So. rpos is global coordinates relative to reference body. But not local - that's why the first example of code doesn't work?

I see it like that: in Orbiter, you have different coordinate systems. 3 types of them are:
1. "Global" coordinates you'll get with GetGlobalPos() calls,
2. "Relative" coordinates you specify in VESSELSTATUS(EX),
3. "Local" coordinates you deal with in vessel-specific positioning (e.g. thruster position, mesh vertices, etc.).

All 3 types are Cartesian systems (meaning it uses perpendicular line axis with distance coordinates in contrast to e.g. polar coordinates) with equal scaling (meaning one unit in all 3 is 1 meter). They are different only in origin and rotation. To convert coordinates from one system to the other you'd normally need a 4x4 transformation matrix (rotation + scaling/offset). But since you only have an origin shift from 1 to 2, a rotation from 2 to 3, and consequently a shift plus a rotation from 1 to 3, we can work with 1 shift vector and 1 3x3 rotation matrix per coordinate system transformation.

RECORD LIST —
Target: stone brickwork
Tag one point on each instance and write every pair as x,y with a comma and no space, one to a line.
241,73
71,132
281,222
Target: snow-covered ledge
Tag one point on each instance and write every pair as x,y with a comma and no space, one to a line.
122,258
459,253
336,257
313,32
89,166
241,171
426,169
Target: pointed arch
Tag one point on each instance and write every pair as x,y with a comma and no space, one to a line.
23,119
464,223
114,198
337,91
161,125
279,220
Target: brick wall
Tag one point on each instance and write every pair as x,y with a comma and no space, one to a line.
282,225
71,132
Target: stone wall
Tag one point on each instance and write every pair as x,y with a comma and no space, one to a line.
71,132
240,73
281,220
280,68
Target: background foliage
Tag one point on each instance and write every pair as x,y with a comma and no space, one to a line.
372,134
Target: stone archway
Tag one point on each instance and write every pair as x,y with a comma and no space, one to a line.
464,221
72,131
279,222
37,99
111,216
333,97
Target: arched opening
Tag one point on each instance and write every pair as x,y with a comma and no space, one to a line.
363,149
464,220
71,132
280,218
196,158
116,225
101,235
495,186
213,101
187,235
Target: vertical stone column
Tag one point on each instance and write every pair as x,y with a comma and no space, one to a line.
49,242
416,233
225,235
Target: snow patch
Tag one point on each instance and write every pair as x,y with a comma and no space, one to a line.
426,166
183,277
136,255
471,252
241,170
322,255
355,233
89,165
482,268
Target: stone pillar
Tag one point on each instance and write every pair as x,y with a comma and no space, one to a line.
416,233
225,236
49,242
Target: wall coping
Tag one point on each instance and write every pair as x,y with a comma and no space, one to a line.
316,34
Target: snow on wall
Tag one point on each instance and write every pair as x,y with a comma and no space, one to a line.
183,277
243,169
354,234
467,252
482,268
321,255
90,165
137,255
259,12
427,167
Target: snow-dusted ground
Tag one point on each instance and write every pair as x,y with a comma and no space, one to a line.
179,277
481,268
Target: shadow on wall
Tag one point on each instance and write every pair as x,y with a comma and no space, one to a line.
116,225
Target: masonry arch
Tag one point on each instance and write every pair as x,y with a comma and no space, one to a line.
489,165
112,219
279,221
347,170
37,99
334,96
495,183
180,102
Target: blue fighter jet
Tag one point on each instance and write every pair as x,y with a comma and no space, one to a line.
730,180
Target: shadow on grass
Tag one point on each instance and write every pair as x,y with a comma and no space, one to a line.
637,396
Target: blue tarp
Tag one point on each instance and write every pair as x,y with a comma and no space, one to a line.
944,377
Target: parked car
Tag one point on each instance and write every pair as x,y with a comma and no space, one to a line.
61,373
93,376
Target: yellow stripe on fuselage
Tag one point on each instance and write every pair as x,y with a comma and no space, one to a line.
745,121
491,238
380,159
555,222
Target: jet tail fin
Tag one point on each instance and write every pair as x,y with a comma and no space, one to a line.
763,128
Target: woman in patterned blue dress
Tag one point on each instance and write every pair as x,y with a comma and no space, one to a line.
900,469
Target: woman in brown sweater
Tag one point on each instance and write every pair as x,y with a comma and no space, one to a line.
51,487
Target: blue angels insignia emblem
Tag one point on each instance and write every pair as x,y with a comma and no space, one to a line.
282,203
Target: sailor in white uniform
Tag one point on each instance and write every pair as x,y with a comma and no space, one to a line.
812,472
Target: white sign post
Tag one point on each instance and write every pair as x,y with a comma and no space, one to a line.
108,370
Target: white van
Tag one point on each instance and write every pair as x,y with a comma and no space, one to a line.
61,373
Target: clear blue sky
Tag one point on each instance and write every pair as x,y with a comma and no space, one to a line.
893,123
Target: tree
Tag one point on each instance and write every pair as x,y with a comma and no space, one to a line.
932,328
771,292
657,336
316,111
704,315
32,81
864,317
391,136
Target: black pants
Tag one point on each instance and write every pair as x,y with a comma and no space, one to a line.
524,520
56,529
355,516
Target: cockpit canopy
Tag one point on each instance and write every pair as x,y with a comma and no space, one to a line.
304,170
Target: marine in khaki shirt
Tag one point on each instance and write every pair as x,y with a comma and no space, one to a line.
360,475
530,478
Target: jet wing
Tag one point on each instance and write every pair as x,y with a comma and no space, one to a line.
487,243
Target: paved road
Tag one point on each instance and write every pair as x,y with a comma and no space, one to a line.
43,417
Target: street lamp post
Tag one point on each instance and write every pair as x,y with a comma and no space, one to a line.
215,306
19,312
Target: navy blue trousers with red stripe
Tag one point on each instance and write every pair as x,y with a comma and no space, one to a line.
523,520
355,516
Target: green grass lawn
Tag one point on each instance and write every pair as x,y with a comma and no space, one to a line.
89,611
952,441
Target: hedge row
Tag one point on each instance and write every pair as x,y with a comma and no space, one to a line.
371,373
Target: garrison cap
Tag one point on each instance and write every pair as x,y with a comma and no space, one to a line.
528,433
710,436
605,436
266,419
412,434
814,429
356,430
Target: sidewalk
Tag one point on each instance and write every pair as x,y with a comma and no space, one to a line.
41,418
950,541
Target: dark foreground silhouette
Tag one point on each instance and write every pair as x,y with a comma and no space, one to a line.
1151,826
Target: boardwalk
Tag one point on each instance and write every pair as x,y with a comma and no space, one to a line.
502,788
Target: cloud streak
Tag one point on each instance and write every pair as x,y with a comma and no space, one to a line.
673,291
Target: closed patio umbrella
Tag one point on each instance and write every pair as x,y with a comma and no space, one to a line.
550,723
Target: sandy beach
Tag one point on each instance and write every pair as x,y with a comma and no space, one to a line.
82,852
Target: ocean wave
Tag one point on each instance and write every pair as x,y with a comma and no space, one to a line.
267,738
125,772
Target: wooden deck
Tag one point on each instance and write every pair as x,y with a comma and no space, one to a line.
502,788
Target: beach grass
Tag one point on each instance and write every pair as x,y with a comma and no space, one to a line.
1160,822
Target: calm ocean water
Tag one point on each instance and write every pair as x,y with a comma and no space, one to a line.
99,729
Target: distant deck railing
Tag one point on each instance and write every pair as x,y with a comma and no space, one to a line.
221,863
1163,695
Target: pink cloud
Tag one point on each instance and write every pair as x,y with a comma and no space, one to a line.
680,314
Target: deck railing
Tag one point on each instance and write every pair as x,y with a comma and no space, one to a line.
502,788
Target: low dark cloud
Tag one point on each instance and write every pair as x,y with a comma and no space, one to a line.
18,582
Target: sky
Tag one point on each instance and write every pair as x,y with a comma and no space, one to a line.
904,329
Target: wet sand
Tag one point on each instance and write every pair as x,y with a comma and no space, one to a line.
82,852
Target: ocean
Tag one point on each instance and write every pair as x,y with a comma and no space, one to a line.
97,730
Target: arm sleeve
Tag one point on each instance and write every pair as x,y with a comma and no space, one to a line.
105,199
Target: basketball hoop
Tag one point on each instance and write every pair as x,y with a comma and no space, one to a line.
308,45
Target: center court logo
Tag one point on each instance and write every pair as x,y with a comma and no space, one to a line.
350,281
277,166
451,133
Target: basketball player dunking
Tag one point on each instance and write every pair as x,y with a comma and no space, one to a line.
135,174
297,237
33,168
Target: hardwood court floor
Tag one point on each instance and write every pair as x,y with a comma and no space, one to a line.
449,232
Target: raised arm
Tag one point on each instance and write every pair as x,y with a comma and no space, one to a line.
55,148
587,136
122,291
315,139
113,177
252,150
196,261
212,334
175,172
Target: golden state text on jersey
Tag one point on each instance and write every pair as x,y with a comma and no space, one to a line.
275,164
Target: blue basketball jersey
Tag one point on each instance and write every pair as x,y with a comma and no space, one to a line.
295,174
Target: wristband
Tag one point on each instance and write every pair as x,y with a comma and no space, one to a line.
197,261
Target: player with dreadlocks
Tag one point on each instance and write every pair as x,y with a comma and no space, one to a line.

WORK INSTRUCTIONS —
**a.** Revise the stretch of the Orbiter coordinates passage from "So. rpos is" through "mesh vertices, etc.).", putting "attachment points" wherever "mesh vertices" appears.
**b.** Extend the passage on Orbiter coordinate systems, beginning right after its final sentence.
The items were drawn from a different source than the passage on Orbiter coordinate systems.

EXERCISE ANSWERS —
**a.**
So. rpos is global coordinates relative to reference body. But not local - that's why the first example of code doesn't work?

I see it like that: in Orbiter, you have different coordinate systems. 3 types of them are:
1. "Global" coordinates you'll get with GetGlobalPos() calls,
2. "Relative" coordinates you specify in VESSELSTATUS(EX),
3. "Local" coordinates you deal with in vessel-specific positioning (e.g. thruster position, attachment points, etc.).

**b.**
Now I've written "3 types" of systems, not just "3 systems". That is because every object in Orbiter has it's own coordinate system, distinguished from the single "global" one by means of a set of shift vector and rotation matrix. The shift vector is simply the position of the object in the global frame, the rotation matrix is what lays behind Global2Local().

In your example, all 3 objects "Sun", "Earth" and the vessel have their own set, thus their own instances of type 2 and 3. Since VESSELSTATUS(EX) uses type 2 coordinates for the appropriate reference body, you have to use the "Sun" set for the transformation, ergo the Sun's position in the global frame as shift vector for the global position of the vessel. But you used the vessel set (rotation matrix via Global2Local) - even incompletely without the shift vector - to transform type 1 to type 3 for the vessel. Therefore it did not work.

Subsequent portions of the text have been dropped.